-- begin SELECTED EXTRACT --
# Martini Henry in ww1



## The Basket (Mar 5, 2017)

Considering a shortage of rifles how prevalent was the Martini Henry in ww1 and did it see any action?
The rate of fire of the Martini is actually about every six seconds so not that slow and in terms of firepower is powerful although short ranged.


----------



## mikewint (Mar 5, 2017)

The Martini-Henry rifles were produced substantially by hand, making the quality extremely variable. Though efforts were being made to phase out these rifles by the 1890s, some 9000 were still in service in 1906. In addition the .577/450 Martini–Henry cartridge was considered obsolete, though it was still in military production as late as World War I, and in commercial production by Kynoch until the late 1950s.

Therefore the Martini–Henry did see service in World War I in a variety of roles, primarily as a Reserve Arm, but it was also issued (in the early stages of the war) to the Royal Flying Corps observers and Zeppelin-buster aircrews, using an incendiary spitzer bullet. The spitzer was also effective against aircraft. Martini–Henrys were also used in the African and Middle Eastern theatres during World War I, in the hands of Native Auxiliary troops.
-- end SELECTED EXTRACT --
-- begin TASK INPUTS --
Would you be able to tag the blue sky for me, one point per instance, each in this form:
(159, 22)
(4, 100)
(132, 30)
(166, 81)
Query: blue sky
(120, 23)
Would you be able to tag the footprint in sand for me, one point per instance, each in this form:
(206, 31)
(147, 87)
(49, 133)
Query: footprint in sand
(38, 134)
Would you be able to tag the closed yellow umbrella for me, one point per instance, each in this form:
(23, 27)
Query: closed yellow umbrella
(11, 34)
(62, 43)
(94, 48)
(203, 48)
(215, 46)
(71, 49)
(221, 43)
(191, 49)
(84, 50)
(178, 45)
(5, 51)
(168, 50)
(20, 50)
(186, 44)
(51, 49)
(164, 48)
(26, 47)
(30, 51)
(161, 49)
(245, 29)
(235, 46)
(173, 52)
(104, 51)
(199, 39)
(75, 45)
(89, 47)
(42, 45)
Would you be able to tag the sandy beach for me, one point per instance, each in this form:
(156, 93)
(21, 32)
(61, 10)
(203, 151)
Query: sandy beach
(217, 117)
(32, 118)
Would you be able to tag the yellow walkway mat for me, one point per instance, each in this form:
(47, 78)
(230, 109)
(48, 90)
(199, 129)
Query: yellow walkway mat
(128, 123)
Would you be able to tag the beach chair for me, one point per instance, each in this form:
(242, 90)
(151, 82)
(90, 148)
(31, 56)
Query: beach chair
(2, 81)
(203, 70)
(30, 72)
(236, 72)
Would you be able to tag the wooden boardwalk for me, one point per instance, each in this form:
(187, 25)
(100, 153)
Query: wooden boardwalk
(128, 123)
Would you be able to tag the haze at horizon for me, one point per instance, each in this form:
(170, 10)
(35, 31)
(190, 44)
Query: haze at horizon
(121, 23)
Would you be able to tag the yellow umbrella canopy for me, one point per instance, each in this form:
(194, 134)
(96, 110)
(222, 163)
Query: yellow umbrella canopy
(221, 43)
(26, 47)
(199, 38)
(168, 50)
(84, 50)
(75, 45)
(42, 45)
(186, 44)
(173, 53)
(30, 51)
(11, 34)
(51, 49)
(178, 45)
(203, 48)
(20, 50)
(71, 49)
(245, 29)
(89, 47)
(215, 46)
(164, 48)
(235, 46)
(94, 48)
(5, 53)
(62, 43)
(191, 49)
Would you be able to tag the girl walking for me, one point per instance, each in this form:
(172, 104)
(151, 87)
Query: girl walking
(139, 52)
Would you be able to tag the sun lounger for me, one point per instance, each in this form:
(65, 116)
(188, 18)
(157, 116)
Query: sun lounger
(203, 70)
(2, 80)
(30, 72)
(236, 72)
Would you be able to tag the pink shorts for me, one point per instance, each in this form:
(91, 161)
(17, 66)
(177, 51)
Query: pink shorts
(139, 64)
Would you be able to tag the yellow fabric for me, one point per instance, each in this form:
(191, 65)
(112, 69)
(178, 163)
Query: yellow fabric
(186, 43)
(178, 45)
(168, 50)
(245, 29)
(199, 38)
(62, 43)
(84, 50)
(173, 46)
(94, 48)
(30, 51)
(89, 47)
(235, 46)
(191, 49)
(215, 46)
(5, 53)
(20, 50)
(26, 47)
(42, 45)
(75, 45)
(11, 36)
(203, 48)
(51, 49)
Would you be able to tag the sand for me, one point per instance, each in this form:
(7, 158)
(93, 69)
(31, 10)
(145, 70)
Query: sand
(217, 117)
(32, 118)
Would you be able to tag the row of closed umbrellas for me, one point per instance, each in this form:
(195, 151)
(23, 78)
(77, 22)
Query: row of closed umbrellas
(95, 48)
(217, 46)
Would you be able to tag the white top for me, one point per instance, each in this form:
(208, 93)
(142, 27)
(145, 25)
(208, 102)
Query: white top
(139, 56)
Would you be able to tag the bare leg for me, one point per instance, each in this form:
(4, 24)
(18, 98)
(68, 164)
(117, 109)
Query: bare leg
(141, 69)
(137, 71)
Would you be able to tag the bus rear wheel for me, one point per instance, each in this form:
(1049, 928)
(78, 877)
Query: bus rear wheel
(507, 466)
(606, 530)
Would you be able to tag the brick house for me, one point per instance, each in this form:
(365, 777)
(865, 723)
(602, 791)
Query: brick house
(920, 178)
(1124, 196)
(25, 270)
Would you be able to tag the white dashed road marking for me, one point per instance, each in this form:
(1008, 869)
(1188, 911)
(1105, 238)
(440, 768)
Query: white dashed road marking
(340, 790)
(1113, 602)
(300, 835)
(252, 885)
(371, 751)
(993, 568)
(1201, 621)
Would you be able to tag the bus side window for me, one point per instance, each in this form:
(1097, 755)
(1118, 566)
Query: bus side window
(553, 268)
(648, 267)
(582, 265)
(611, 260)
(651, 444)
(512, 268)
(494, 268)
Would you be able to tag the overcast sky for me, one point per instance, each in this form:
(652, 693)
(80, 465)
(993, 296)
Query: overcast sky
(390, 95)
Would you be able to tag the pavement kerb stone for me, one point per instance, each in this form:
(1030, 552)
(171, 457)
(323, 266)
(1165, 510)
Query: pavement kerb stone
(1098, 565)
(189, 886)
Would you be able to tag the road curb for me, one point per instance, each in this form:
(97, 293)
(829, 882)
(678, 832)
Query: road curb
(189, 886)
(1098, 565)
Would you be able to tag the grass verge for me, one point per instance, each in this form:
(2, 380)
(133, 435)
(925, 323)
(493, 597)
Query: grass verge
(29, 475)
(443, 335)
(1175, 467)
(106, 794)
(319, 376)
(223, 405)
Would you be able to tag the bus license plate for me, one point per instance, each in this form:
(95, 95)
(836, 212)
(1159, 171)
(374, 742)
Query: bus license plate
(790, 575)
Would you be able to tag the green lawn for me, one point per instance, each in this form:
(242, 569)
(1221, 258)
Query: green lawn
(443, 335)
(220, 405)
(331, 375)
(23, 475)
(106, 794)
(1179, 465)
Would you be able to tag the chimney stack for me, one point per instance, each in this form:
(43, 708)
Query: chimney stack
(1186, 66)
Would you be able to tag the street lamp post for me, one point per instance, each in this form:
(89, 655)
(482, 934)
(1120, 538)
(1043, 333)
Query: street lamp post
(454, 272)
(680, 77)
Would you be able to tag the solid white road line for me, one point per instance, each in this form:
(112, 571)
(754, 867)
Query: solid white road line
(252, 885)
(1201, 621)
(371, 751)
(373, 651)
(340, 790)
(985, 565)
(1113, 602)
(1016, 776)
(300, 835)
-- end TASK INPUTS --
WORK INSTRUCTIONS:
A. Rewrite the entries from the line containing "Would you be able to tag the solid" through the end of the entries, replacing "white" with "yellow" and changing nothing else.
B. Extend the forum thread on the Martini–Henry rifle in World War I, starting after its final sentence.

TASK-BY-TASK OUTPUTS:
A.
Would you be able to tag the solid yellow road line for me, one point per instance, each in this form:
(112, 571)
(754, 867)
Query: solid yellow road line
(252, 885)
(1201, 621)
(371, 751)
(373, 651)
(340, 790)
(985, 565)
(1113, 602)
(1016, 776)
(300, 835)

B.
----------



## The Basket (Mar 6, 2017)

There was a shortage of firearms at the begining of the war so the use of Martini rifles I would hazard a guess have been expressed if only for UK based troops.


----------



## Shortround6 (Mar 18, 2017)

mikewint said:


> Martini–Henrys were also used in the African and Middle Eastern theatres during World War I, in the hands of Native Auxiliary troops.



This was pretty much a standard policy since the Sepoy Mutiny of 1857. Native troops were often equipped with rifles one generation behind what the British troops had. Native troops kept muzzle loaders when regular troops got Sniders, Native troops got Sniders when regulars got Martini–Henrys. Kind of went out the window in WW I.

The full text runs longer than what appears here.